:: READING TEXT ::
Cyberattacks are an evolving danger to organizations, employees, and consumers. They may be designed to access or destroy sensitive data or extort money. They can, in effect, destroy businesses and damage your financial and personal lives — especially if you’re the victim of identity theft. What’s the best defense? A strong cyber security system has multiple layers of protection spread across computers, devices, networks, and programs. But a strong cyber security system doesn’t rely solely on cyber defense technology; it also relies on people making smart cyber defense choices”.
What Does Cybersecurity Have to do With Cloud Technology?
The digital transformation, or revolution, is well underway. This means that remote work and the use of cloud technology, coupled with emerging technologies like machine learning (ML), AI (Artificial Intelligence), and 5G are all combined in a new techno-soup setup to change the way we live. All of this also means that there are more and more ‘security gaps’ or vulnerabilities, as well as a growing attack surface for cybercriminals. Not only that, but the margins for human error are also growing as more and more dynamism, innovation, and novelty is added to the tech industry. Cybersecurity is essential for the survival of any digital technology, especially those that are connected to the internet (what isn’t connected today, anyways?). Statistics show that cybersecurity solutions for infrastructures-as-a-service as well as the public cloud are growing by more than 50% each quarter since 2019. The cybersecurity industry is also growing at a steady rate of around 15% each year, now into the dozens of billions. At the moment, around 5 companies hold the lion’s share of the market share in cybersecurity which are; Fortinet, Check Point, Symantec, Cisco, and Palo Alto Networks -although the market is diversifying at a great pace and new players are constantly appearing in the field. As for the cloud, the public cloud (e.g. SaaS services like Google mail or Amazon Web Services) has been the subject of high-profile attacks (hacks) for the past few years. For this reason, cybersecurity solution companies and national agencies are having to tune their services towards a more secure hybrid or private cloud solution to avoid these issues in the future.
:::
:: ITEMS ::
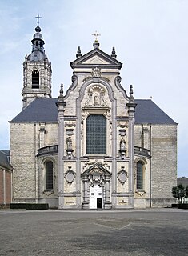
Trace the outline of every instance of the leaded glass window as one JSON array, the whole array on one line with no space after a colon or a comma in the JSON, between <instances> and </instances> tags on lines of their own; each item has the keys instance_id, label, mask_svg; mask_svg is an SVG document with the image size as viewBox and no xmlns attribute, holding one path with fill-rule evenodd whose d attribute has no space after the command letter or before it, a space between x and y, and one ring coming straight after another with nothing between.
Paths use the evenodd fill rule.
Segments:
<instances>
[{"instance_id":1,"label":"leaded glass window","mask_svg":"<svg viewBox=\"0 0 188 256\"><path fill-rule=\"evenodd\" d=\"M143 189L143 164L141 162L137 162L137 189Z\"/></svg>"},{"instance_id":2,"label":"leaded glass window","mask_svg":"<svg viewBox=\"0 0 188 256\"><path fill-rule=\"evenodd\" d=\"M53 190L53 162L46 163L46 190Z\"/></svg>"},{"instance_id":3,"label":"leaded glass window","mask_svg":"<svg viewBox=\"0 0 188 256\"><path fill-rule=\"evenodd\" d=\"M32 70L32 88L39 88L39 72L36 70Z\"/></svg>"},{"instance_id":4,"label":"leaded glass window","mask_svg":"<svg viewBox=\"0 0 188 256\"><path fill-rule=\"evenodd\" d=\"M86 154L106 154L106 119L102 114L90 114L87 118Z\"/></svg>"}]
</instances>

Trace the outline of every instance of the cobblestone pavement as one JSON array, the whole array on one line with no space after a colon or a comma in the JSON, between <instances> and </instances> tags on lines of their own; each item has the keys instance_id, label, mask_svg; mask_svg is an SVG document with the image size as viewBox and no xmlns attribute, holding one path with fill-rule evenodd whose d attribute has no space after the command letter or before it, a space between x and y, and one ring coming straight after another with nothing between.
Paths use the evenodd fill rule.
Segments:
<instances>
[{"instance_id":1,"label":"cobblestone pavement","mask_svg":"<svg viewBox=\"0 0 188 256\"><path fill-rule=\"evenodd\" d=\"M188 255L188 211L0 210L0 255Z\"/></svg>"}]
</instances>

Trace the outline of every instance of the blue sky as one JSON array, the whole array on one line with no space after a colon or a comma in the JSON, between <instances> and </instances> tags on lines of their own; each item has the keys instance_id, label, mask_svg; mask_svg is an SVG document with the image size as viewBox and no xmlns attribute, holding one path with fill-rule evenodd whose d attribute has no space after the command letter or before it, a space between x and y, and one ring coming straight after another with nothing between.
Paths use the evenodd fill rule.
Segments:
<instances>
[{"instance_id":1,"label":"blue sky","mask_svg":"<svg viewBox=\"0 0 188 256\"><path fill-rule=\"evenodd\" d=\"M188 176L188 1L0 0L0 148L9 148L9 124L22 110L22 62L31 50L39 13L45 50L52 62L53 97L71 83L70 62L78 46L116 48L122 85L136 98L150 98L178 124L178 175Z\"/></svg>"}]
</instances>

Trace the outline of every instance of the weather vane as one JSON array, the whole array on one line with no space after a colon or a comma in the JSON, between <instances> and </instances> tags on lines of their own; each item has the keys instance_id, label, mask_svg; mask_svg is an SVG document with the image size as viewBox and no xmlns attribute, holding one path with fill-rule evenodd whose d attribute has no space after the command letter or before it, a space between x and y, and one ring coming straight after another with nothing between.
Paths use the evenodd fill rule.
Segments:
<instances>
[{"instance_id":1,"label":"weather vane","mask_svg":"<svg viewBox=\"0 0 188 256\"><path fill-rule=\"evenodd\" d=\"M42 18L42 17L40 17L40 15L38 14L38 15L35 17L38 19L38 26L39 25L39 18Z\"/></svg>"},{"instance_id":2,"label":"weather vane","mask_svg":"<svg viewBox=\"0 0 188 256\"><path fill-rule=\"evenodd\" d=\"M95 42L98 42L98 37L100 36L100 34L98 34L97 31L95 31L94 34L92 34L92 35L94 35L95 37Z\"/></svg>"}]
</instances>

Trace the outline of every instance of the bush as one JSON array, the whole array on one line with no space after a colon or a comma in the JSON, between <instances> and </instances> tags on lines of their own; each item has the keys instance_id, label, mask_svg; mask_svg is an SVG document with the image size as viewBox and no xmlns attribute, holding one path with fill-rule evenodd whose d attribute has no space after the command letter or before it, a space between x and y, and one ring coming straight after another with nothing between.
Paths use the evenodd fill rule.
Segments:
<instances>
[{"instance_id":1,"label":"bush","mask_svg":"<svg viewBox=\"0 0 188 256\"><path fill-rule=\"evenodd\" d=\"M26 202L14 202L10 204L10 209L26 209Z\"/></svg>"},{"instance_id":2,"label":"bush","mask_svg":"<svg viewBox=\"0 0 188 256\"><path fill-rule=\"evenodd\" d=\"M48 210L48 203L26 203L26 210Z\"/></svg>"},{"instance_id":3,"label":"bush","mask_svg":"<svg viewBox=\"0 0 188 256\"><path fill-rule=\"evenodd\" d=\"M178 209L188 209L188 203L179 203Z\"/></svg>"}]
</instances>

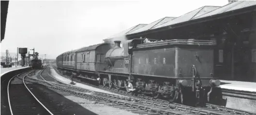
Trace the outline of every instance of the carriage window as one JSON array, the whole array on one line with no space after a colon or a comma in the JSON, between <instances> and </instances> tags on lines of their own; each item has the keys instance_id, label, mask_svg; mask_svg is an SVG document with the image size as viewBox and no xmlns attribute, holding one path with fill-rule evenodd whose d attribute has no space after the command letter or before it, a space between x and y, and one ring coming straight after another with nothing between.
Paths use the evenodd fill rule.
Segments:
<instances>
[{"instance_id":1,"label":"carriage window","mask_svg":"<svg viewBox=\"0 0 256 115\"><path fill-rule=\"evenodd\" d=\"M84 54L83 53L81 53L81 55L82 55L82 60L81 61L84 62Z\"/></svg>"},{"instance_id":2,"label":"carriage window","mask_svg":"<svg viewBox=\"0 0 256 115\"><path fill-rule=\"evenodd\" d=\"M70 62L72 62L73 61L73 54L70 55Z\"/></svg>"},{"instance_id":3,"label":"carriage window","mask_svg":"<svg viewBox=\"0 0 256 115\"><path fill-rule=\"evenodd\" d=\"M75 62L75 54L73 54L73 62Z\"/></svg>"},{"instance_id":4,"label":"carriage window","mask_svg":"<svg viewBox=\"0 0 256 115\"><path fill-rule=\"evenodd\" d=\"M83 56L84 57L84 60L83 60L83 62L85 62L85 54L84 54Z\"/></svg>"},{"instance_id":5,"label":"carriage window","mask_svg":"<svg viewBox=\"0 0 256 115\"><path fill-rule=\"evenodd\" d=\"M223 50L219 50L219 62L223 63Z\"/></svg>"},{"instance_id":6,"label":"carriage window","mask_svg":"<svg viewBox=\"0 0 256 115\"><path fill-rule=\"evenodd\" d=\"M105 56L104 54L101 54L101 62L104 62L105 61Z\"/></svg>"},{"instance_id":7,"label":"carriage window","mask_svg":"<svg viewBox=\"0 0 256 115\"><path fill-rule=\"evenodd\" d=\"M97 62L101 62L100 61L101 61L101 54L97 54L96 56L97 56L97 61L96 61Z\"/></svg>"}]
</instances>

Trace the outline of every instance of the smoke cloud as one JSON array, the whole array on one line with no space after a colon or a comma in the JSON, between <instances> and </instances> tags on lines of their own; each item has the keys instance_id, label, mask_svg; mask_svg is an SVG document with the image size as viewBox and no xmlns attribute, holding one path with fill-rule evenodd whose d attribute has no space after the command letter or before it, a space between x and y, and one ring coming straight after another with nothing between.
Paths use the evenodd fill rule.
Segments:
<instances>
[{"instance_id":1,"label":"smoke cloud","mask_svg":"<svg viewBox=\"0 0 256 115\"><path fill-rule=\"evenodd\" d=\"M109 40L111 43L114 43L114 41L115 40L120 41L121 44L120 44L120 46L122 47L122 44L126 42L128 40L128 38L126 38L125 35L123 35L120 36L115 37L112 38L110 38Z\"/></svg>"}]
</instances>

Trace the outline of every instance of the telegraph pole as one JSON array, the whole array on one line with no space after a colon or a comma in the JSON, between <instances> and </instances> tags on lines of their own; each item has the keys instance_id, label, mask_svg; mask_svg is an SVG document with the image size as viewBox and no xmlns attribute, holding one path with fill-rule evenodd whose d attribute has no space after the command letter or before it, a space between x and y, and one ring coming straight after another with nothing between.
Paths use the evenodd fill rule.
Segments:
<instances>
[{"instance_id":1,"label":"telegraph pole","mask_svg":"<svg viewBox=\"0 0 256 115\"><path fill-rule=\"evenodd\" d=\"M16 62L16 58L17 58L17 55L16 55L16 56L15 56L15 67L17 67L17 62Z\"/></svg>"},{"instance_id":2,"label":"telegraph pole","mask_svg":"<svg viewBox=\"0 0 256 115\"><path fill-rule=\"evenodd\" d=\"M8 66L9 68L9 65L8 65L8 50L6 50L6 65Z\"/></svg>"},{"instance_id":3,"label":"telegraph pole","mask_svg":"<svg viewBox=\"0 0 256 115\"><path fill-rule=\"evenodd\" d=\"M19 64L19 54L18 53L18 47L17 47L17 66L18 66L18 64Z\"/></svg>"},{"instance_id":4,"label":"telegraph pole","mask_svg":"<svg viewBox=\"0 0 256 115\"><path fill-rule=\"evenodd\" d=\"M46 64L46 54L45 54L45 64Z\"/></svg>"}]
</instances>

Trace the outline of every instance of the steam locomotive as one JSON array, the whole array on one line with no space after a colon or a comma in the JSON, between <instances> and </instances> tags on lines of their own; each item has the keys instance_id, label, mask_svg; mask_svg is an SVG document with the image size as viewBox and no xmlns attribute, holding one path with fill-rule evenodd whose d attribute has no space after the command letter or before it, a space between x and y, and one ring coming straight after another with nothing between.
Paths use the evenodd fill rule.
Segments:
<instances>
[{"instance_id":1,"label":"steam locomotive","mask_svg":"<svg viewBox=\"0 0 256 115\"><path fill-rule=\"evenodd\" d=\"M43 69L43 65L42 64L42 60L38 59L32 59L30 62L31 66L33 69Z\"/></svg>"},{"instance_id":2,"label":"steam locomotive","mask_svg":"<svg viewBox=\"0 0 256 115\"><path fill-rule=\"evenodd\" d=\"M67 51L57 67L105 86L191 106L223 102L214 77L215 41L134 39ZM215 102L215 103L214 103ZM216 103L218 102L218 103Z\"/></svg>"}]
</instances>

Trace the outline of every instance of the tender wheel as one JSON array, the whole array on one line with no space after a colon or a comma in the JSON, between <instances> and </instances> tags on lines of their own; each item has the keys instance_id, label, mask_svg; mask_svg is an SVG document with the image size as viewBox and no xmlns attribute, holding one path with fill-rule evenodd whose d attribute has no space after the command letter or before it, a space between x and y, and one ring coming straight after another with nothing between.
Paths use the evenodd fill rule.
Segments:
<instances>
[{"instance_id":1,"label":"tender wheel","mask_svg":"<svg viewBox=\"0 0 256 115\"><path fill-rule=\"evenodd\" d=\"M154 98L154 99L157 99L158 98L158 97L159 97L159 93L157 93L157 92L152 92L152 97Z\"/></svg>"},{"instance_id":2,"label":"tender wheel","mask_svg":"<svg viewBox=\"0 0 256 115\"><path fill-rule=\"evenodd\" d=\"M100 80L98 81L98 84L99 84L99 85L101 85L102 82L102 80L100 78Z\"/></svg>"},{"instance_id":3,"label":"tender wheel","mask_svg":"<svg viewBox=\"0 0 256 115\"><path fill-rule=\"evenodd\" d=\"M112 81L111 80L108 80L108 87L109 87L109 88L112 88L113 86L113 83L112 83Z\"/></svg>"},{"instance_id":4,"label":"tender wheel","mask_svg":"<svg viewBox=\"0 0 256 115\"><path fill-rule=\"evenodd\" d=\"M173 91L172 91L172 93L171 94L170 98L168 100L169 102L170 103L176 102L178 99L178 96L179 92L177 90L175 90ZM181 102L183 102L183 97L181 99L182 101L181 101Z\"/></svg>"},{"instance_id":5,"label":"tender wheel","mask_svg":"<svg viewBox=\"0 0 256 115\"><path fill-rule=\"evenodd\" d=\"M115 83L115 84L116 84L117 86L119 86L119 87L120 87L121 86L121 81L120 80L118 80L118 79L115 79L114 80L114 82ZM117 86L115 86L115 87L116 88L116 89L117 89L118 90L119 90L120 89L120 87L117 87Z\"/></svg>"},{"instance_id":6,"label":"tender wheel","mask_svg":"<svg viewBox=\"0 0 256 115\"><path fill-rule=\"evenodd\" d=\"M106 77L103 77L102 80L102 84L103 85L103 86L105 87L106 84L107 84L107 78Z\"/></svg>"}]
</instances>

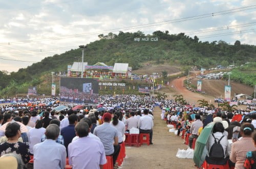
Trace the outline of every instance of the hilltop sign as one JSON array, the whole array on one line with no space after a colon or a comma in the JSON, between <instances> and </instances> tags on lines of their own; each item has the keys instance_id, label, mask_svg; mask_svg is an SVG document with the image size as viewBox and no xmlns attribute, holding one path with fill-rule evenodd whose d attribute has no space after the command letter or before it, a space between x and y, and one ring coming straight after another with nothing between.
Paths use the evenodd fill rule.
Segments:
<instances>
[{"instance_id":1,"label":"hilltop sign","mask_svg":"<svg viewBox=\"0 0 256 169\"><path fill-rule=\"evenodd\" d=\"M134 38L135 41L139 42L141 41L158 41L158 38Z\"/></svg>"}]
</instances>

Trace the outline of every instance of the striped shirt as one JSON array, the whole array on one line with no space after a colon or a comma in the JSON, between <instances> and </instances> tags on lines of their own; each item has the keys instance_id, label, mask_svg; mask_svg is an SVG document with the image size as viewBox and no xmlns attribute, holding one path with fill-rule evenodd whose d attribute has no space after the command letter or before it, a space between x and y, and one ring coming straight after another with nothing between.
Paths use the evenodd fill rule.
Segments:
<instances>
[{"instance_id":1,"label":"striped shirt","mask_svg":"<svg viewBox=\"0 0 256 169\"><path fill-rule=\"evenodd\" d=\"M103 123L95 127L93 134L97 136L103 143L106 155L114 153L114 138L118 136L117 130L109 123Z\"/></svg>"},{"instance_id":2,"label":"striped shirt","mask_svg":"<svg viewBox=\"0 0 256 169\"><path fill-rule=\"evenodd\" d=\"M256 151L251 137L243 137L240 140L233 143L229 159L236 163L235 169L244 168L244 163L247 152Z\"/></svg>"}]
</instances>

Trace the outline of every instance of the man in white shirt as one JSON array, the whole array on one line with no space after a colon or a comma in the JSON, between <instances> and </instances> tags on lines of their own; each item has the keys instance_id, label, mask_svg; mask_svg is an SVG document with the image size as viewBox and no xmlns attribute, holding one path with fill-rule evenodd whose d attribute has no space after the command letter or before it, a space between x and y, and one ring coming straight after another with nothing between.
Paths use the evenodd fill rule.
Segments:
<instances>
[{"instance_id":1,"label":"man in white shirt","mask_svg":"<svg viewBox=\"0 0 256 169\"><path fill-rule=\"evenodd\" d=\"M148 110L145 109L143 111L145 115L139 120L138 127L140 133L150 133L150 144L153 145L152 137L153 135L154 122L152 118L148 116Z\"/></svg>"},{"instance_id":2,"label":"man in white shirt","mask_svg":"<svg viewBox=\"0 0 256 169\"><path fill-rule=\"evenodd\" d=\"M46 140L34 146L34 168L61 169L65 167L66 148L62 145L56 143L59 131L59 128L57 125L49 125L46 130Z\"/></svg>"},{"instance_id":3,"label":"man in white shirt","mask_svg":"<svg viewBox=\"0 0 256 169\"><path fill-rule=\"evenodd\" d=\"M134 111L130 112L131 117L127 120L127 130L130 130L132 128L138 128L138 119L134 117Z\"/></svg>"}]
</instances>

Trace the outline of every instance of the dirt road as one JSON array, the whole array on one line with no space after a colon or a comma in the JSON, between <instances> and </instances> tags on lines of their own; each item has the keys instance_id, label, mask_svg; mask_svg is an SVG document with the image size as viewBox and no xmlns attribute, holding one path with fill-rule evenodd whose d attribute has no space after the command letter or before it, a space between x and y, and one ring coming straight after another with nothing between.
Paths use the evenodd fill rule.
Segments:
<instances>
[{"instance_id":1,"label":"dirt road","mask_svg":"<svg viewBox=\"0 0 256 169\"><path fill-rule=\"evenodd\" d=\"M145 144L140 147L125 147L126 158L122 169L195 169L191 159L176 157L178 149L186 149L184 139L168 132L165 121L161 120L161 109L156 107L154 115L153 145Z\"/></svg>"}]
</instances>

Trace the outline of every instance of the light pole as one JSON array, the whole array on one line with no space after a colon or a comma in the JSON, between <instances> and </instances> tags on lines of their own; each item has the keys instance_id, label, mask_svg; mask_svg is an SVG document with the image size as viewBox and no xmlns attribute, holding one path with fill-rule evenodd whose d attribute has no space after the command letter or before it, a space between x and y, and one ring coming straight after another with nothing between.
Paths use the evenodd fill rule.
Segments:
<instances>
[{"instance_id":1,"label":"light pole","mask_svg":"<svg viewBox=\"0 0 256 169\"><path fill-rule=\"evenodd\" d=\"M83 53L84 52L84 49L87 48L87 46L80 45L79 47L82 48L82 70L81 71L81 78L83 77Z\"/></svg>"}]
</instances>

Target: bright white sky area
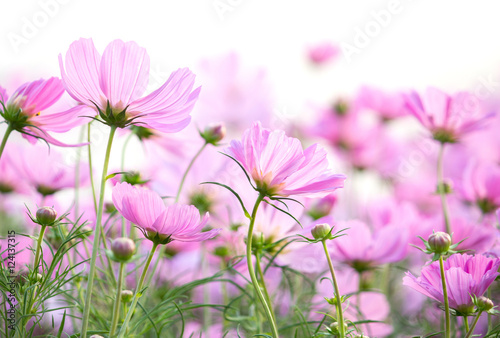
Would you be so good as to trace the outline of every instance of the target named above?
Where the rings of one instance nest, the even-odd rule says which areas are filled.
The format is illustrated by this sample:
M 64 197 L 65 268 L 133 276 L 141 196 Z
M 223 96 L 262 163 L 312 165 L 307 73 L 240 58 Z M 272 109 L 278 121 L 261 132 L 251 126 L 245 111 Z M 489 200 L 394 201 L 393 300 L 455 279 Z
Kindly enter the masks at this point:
:::
## INSTRUCTIONS
**a)** Decide whether each statement below agrees with the cybersecurity text. Answer yes or no for each, and quote the words of the text that settle it.
(i) The cybersecurity industry is growing by around 15% each year.
(ii) A strong cyber security system depends on defense technology alone.
(iii) The cybersecurity market has stopped diversifying.
**b)** Copy from the cybersecurity text the passage that opens with the words containing "Cyberattacks are an" and closes with "With Cloud Technology?".
**c)** According to the cybersecurity text, since what year have cybersecurity solutions for infrastructures-as-a-service and the public cloud been growing by more than 50% each quarter?

## IN RESPONSE
**a)**
(i) Yes: "The cybersecurity industry is also growing at a steady rate of around 15% each year"
(ii) No: "a strong cyber security system doesn’t rely solely on cyber defense technology; it also relies on people making smart cyber defense choices"
(iii) No: "the market is diversifying at a great pace and new players are constantly appearing in the field"

**b)**
Cyberattacks are an evolving danger to organizations, employees, and consumers. They may be designed to access or destroy sensitive data or extort money. They can, in effect, destroy businesses and damage your financial and personal lives — especially if you’re the victim of identity theft. What’s the best defense? A strong cyber security system has multiple layers of protection spread across computers, devices, networks, and programs. But a strong cyber security system doesn’t rely solely on cyber defense technology; it also relies on people making smart cyber defense choices”.
What Does Cybersecurity Have to do With Cloud Technology?

**c)** Since 2019.